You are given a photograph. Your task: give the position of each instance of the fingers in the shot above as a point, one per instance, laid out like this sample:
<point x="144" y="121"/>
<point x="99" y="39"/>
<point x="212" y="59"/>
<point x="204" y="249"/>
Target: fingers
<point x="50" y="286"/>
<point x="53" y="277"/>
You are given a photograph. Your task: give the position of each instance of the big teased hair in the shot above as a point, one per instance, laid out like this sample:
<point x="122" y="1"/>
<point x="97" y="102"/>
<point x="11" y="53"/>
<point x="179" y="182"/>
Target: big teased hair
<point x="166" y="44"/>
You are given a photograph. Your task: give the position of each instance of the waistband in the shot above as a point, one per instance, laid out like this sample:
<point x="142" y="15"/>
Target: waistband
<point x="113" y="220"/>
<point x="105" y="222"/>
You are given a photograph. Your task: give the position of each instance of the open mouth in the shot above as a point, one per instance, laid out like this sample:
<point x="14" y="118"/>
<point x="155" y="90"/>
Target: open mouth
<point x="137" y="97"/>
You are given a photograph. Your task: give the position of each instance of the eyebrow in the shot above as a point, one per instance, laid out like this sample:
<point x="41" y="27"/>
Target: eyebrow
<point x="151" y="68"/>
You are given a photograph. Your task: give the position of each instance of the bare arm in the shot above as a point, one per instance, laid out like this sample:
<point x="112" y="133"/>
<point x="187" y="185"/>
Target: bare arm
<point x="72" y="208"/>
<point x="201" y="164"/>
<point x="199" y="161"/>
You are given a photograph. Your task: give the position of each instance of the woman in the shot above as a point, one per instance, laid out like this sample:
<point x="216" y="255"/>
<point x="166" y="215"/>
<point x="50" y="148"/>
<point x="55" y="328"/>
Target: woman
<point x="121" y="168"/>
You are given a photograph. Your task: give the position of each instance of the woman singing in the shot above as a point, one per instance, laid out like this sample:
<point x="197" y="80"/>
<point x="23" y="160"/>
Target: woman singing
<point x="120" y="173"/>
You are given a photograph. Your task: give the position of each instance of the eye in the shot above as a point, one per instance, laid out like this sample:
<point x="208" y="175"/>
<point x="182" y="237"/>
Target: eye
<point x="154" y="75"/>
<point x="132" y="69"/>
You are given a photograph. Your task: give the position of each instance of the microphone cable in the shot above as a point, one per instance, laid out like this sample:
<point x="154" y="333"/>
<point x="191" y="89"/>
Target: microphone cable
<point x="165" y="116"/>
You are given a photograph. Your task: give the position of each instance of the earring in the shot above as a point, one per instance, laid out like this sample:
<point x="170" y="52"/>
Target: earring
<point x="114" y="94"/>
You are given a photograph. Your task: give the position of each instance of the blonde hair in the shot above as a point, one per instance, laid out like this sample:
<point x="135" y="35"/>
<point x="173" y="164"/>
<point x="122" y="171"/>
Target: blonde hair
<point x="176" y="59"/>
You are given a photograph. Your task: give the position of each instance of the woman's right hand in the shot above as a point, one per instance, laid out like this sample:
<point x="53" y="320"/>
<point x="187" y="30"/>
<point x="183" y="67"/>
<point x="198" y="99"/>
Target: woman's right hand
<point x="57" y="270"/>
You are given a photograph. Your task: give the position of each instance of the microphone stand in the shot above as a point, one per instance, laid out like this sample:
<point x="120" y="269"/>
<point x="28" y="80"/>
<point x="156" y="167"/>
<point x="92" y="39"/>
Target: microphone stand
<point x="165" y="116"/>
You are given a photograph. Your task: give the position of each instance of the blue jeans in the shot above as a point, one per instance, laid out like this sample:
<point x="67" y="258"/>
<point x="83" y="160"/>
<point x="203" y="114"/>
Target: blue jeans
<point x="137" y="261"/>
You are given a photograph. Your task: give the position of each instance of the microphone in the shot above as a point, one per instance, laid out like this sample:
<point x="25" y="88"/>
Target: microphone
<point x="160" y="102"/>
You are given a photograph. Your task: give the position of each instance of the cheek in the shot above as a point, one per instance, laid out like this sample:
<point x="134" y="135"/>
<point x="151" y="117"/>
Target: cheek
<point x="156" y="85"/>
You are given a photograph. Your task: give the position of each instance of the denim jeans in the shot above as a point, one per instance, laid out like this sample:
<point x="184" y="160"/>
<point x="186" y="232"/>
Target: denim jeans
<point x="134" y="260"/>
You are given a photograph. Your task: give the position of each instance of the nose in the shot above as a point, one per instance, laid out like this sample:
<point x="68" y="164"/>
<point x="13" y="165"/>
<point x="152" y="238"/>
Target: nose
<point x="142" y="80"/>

--*--

Challenge: Type out the entries again, word for word.

The completed task:
You are given a photograph. Your task: give the position of each instance of the fingers in the shot above as a point, one per instance, laid out like this sample:
<point x="144" y="121"/>
<point x="99" y="39"/>
<point x="212" y="59"/>
<point x="204" y="249"/>
Target: fingers
<point x="50" y="286"/>
<point x="53" y="277"/>
You are given a photograph. Your task: give the position of each instance of the big teased hair in the shot above as a point, one per instance, laid out like this sample:
<point x="122" y="1"/>
<point x="97" y="102"/>
<point x="11" y="53"/>
<point x="179" y="182"/>
Target: big teased hair
<point x="166" y="44"/>
You are given a photograph. Your task: give the position of each instance of the waistband in the shot above as a point, one per instance, laid out like this sample:
<point x="142" y="15"/>
Target: waistband
<point x="113" y="220"/>
<point x="105" y="222"/>
You are given a photograph. Your task: give the position of each instance of the open mouth in the shot above as a point, one per instance, laid out like this sample:
<point x="14" y="118"/>
<point x="155" y="90"/>
Target: open mouth
<point x="137" y="97"/>
You are given a photograph. Your task: give the position of each instance of the eyebrow in the shot above as a point, one per instance, laid out like this sample:
<point x="41" y="27"/>
Target: eyebrow
<point x="151" y="68"/>
You are given a photograph. Your task: give the position of each instance of the bare arm in the shot above as a point, one per instance, laid out like this sample:
<point x="112" y="133"/>
<point x="187" y="185"/>
Target: bare arm
<point x="72" y="208"/>
<point x="201" y="164"/>
<point x="199" y="161"/>
You are given a photograph. Your task: give the position of each instance of the woman in the shot above as a point, one per instance, laid out like this sample:
<point x="216" y="255"/>
<point x="166" y="215"/>
<point x="50" y="148"/>
<point x="55" y="328"/>
Target: woman
<point x="121" y="168"/>
You are given a photograph. Your task: give the position of each instance of the woman singing in the shot above as a point, one per instance, laid out like this sample:
<point x="197" y="80"/>
<point x="23" y="160"/>
Target: woman singing
<point x="120" y="173"/>
You are given a photograph. Your task: give the position of each instance of the eye in the shot above as a point, one per instance, laid out like this sample:
<point x="208" y="175"/>
<point x="182" y="237"/>
Target: eye
<point x="154" y="75"/>
<point x="132" y="69"/>
You are given a photograph. Your task: give the position of each instance of the microphone cable in the shot above as a point, one per instance, laid out like this sample:
<point x="154" y="333"/>
<point x="191" y="89"/>
Target: microphone cable
<point x="165" y="116"/>
You are given a photograph. Your task: give the position of each instance of the earring in the shot above as a point, one per instance, laid out like this sample:
<point x="170" y="52"/>
Target: earring
<point x="114" y="94"/>
You are given a photograph. Your task: give the position of each instance of the blonde hair in the shot above as a point, one per instance, laid out like this sample:
<point x="135" y="35"/>
<point x="173" y="164"/>
<point x="122" y="171"/>
Target: blonde hair
<point x="176" y="59"/>
You are given a photograph. Your task: give the position of each instance of the woman's right hand in the shot above as a point, one per instance, laid out like this sample:
<point x="53" y="320"/>
<point x="187" y="30"/>
<point x="183" y="67"/>
<point x="198" y="99"/>
Target: woman's right hand
<point x="57" y="270"/>
You are given a photograph. Your task: give the position of each instance of the microphone stand in the shot above as a point, one per instance, laid out like this sample:
<point x="120" y="269"/>
<point x="28" y="80"/>
<point x="156" y="167"/>
<point x="92" y="39"/>
Target: microphone stand
<point x="165" y="116"/>
You are given a photograph. Your task: give the position of each instance of the blue jeans in the shot above as a point, one per instance, laid out like this sample:
<point x="67" y="258"/>
<point x="83" y="160"/>
<point x="203" y="114"/>
Target: blue jeans
<point x="137" y="261"/>
You are given a photograph. Your task: give the position of each instance of the microphone in the shot above as a point, one per instance, laid out like this sample:
<point x="25" y="88"/>
Target: microphone
<point x="160" y="102"/>
You are given a photograph. Your task: give the position of each instance of the cheek in the shot above as a point, one per instance, laid out like this sample:
<point x="134" y="135"/>
<point x="151" y="117"/>
Target: cheek
<point x="156" y="85"/>
You are given a photograph. Your task: give the position of each instance of the denim jeans in the shot above as a point, one per instance, laid out like this sample:
<point x="184" y="160"/>
<point x="186" y="232"/>
Target: denim jeans
<point x="134" y="260"/>
You are given a photograph. Your task: give the position of each instance of the nose in the shot above as a point, one per instance, laid out like this sample:
<point x="68" y="164"/>
<point x="13" y="165"/>
<point x="152" y="238"/>
Target: nose
<point x="142" y="80"/>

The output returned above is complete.